It needs to be borne in mind at all times just how bowed and weakened the Republicans are. Their bellicose threats are empty and their demonizing rhetoric is impotent, and the Democrats have nothing to fear -- least of all from them. This photograph from today speaks volumes:

The Bush movement spent the last five years completely ignoring Democrats like Nancy Pelosi, except when it came time to mock them as Osama bin Defeatocrats. Now the President has to have a personal sit-down with her at the White House and treat her with the greatest respect.

How do you think Tom DeLay, Dick Cheney and Karl Rove feel inside as they watch Nancy Pelosi and Charlie Rangel and Barney Frank and John Conyers take over their Congress? This is a humbling and crushing blow to them -- only a fraction of what they deserve and what the country needs, but substantial nonetheless (just as an aside, for a politician widely viewed as weak, Nancy Pelosi has done everything right politically, and really nothing wrong, both before the election and since).

By stonewalling and concealing all relevant information from Congress, the White House has ensured that the very Senators and Representatives whom they want to amend FISA and legalize the NSA program know nothing about that program. Even several GOP Senators made clear that it is impossible to amend FISA in any meaningful way without first holding hearings to find out what the administration has been doing with its secret eavesdropping powers (those same GOP Senators, needless to say, shortly thereafter announced that they would support legalizing the program even without the information they said was "necessary" to make a meaningful choice).

^^^^^^^^

**What the task requires:** Retype the passage of the political commentary that begins with the words "It needs to" and ends with "the greatest respect.".

**Provided data:**
^^^^^^^^

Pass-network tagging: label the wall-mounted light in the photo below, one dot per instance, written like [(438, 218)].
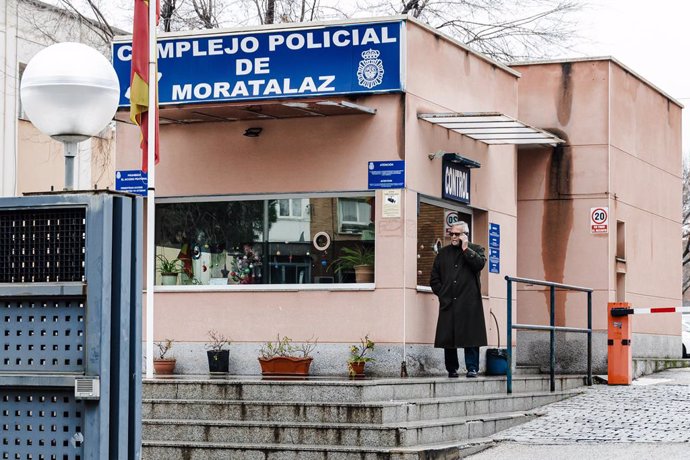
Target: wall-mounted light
[(455, 158), (253, 132)]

^^^^^^^^

**Answer for the task:**
It needs to be borne in mind at all times just how bowed and weakened the Republicans are. Their bellicose threats are empty and their demonizing rhetoric is impotent, and the Democrats have nothing to fear -- least of all from them. This photograph from today speaks volumes:

The Bush movement spent the last five years completely ignoring Democrats like Nancy Pelosi, except when it came time to mock them as Osama bin Defeatocrats. Now the President has to have a personal sit-down with her at the White House and treat her with the greatest respect.